▸ **SHORT TASK**
Copy out the rows below verbatim, from the line containing "of the shaggy" through the line containing "pixel 90 274", including both of those lines and nothing else.

▸ **DATA PROVIDED**
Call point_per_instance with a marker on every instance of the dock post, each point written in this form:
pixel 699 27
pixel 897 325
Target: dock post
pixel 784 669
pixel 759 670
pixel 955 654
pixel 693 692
==
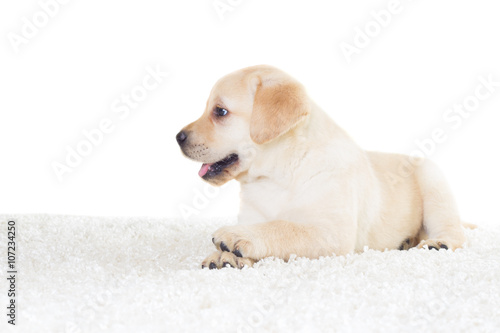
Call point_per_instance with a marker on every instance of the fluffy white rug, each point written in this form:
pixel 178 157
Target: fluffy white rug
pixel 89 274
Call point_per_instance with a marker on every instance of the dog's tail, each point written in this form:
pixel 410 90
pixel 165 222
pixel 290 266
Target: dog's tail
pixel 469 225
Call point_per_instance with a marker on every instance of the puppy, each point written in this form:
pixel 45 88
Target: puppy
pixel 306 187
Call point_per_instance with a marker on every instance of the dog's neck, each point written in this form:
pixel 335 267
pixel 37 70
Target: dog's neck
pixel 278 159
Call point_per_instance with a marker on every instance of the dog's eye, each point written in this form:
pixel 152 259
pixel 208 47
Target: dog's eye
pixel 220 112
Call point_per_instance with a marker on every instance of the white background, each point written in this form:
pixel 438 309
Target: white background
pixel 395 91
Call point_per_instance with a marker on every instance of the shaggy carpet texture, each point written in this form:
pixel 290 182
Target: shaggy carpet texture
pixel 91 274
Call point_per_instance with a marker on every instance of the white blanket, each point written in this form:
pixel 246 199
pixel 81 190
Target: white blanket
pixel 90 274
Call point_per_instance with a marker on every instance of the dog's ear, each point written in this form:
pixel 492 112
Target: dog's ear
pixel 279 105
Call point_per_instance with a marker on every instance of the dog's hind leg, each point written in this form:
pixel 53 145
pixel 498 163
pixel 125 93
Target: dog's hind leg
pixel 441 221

▸ **ANSWER TO THE EXERCISE**
Call point_per_instance with a marker on every instance of the shaggy carpet texture, each point written in this form:
pixel 290 182
Target: shaggy carpet texture
pixel 91 274
Call point_per_instance with a marker on every instance of the white blanket, each point written in this form:
pixel 246 199
pixel 81 190
Target: white blanket
pixel 90 274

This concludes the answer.